_CHALLENGE_
Convert the records from the line with "Our labeling pipeline flagged the hand" to the line with "[0,253,474,354]", both included, into a two-column CSV with the header label_text,box. Give one row per record, putting its text and its answer each in a single quoted field with any line breaks replaced by spaces.

_LISTING_
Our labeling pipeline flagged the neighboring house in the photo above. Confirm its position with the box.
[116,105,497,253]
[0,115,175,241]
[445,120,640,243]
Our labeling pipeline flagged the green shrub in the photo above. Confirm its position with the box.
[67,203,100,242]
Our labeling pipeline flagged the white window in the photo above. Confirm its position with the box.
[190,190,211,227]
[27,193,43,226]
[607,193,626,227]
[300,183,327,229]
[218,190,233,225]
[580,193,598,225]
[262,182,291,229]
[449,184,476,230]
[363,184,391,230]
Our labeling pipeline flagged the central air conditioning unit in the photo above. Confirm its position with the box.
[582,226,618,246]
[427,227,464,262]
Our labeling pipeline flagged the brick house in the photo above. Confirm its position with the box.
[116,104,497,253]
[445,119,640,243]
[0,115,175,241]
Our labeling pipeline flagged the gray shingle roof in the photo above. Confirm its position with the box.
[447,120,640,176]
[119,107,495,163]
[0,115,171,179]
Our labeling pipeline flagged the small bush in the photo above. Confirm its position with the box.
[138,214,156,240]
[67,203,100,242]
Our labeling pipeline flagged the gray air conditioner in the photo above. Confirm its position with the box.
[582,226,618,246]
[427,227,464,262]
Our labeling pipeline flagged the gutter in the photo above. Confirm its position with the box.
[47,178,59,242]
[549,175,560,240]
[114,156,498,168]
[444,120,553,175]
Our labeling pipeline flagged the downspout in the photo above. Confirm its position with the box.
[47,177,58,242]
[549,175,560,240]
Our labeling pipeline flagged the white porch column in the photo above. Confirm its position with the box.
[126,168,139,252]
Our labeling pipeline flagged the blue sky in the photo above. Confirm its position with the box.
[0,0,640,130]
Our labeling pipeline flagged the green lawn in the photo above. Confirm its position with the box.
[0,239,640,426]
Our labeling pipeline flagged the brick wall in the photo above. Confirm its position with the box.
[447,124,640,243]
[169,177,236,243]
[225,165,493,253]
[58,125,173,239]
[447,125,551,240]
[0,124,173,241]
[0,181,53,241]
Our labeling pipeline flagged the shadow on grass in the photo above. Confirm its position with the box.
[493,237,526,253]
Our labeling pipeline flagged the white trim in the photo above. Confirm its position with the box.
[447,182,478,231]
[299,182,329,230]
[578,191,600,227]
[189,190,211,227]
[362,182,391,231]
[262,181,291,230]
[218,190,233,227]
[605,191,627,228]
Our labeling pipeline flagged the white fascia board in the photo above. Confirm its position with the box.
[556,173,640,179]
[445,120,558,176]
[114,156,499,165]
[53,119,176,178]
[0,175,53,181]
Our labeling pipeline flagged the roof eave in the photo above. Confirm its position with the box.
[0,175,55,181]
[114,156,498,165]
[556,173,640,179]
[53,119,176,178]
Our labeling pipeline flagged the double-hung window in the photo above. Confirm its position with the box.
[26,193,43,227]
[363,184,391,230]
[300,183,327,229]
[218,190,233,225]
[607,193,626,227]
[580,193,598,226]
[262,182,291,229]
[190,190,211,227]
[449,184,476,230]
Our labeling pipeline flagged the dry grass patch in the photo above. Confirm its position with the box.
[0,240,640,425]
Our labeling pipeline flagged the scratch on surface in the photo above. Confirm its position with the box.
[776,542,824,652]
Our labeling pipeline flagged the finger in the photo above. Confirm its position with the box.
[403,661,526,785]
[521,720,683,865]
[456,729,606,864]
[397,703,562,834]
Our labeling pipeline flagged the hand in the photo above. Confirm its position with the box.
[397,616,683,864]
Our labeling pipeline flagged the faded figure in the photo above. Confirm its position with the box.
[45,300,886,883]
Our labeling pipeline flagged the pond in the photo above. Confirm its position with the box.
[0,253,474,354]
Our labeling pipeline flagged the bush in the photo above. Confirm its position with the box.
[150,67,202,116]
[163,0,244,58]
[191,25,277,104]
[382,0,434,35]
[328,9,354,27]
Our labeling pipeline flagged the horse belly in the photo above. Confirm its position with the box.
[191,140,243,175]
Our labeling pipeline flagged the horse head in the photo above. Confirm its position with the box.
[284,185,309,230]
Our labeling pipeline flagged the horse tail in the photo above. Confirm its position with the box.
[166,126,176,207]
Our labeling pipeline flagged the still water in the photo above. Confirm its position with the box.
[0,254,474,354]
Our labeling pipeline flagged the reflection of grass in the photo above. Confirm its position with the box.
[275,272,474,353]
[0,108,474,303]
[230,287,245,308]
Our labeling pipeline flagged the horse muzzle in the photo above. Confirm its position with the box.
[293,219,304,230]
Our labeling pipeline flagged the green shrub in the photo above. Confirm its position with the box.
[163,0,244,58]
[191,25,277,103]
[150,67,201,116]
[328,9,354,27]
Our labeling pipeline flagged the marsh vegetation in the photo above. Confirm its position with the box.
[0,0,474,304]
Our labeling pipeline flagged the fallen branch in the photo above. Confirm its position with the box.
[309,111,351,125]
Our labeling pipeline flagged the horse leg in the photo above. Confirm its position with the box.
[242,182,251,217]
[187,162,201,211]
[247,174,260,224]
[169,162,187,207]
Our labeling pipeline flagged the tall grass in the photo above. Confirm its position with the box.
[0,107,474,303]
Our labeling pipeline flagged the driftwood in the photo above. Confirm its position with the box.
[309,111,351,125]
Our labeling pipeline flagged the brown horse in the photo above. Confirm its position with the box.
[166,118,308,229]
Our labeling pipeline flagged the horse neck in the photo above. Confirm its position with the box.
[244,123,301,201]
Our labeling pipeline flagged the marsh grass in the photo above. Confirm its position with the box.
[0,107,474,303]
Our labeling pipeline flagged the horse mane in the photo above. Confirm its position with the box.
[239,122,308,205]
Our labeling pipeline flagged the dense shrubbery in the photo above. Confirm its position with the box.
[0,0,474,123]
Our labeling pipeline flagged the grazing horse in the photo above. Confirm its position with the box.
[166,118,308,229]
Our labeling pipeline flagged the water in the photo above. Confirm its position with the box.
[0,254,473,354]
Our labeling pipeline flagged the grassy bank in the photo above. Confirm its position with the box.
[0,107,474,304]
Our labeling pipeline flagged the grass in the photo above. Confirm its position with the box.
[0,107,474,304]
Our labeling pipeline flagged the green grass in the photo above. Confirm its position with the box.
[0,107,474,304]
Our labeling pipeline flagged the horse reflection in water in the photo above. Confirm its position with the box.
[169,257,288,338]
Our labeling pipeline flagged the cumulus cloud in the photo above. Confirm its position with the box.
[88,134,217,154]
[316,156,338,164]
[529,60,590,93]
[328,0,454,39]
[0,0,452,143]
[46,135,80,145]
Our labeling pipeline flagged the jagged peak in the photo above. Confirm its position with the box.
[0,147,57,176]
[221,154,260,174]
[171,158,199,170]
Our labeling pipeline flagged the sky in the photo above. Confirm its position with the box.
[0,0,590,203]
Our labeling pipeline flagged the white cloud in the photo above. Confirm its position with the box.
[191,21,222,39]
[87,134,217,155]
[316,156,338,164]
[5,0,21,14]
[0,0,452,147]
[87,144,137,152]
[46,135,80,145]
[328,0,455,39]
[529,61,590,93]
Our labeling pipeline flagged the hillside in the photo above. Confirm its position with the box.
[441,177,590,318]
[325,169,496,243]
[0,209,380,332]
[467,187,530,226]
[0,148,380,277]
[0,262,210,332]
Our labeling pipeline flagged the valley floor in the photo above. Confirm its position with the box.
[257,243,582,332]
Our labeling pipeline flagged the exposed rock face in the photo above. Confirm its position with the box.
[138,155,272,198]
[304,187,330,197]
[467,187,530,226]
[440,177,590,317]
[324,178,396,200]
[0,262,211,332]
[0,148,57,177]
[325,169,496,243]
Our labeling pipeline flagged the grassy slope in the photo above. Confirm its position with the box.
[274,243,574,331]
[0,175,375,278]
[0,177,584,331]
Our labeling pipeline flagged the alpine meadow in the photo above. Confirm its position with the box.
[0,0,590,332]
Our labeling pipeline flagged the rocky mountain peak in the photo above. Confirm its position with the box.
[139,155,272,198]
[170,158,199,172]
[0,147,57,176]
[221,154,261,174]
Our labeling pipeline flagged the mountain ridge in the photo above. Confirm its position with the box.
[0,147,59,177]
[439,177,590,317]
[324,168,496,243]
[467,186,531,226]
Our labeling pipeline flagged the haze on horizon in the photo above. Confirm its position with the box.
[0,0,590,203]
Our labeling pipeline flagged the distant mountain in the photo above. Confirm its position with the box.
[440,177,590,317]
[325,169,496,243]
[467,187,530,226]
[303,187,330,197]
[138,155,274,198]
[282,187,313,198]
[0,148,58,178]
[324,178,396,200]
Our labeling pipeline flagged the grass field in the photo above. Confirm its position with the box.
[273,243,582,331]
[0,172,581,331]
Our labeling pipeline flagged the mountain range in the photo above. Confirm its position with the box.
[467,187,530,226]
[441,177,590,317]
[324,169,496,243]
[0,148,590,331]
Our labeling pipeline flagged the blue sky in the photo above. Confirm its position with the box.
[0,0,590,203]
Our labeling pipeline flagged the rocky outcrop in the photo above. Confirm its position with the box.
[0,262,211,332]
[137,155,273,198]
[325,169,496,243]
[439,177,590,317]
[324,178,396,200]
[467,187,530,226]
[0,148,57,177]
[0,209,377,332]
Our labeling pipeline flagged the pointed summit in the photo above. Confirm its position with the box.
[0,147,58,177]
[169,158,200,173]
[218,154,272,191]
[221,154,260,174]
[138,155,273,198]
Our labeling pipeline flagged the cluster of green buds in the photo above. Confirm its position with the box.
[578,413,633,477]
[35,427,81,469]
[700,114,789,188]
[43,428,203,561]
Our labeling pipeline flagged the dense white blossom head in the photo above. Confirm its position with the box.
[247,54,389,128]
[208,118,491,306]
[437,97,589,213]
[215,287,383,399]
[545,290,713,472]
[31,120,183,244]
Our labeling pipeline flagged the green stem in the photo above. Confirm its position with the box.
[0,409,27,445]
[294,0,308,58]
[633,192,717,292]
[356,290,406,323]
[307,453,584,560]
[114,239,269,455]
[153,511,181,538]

_ANSWER TO THIS EXERCISE_
label_text,box
"Our labeling pipeline flagged the hand in the photo above. Confirm its position with the box.","[397,616,683,864]"
"Our labeling pipeline flagged the faded figure in the photo above. Confirm its position with the box.","[45,300,886,883]"
"Our labeling pipeline flagged the pond in the photo above. Confirm its position with the box.","[0,253,474,354]"